| The data |
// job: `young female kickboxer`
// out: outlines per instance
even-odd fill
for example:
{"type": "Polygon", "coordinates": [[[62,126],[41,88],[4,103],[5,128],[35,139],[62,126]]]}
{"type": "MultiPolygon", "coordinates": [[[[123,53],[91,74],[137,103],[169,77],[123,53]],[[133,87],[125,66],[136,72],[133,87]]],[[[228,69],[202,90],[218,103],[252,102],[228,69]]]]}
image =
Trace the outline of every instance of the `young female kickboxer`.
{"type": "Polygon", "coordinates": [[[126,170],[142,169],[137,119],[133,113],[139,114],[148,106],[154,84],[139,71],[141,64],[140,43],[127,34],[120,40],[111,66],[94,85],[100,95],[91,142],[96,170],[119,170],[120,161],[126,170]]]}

| Your objective |
Set out each line of the items above as a Markdown table with the columns Index and Content, numbering the rows in order and omitting any blank lines.

| Answer |
| Index | Content |
|---|---|
| 1 | // job: `young female kickboxer` |
| 2 | // out: outlines per instance |
| 3 | even-odd fill |
| 4 | for example: |
| 5 | {"type": "Polygon", "coordinates": [[[62,126],[41,88],[4,103],[5,128],[35,139],[62,126]]]} |
| 6 | {"type": "MultiPolygon", "coordinates": [[[[123,53],[91,74],[137,103],[169,77],[123,53]],[[133,87],[125,66],[136,72],[133,87]]],[[[228,69],[202,90],[218,103],[252,102],[228,69]]]]} |
| 7 | image = |
| 8 | Trace the outline of every instance of the `young female kickboxer`. |
| 9 | {"type": "Polygon", "coordinates": [[[126,170],[142,169],[137,119],[133,113],[139,114],[148,106],[154,84],[139,71],[141,64],[140,43],[127,34],[120,40],[111,66],[94,85],[100,95],[91,142],[96,170],[119,170],[120,161],[126,170]]]} |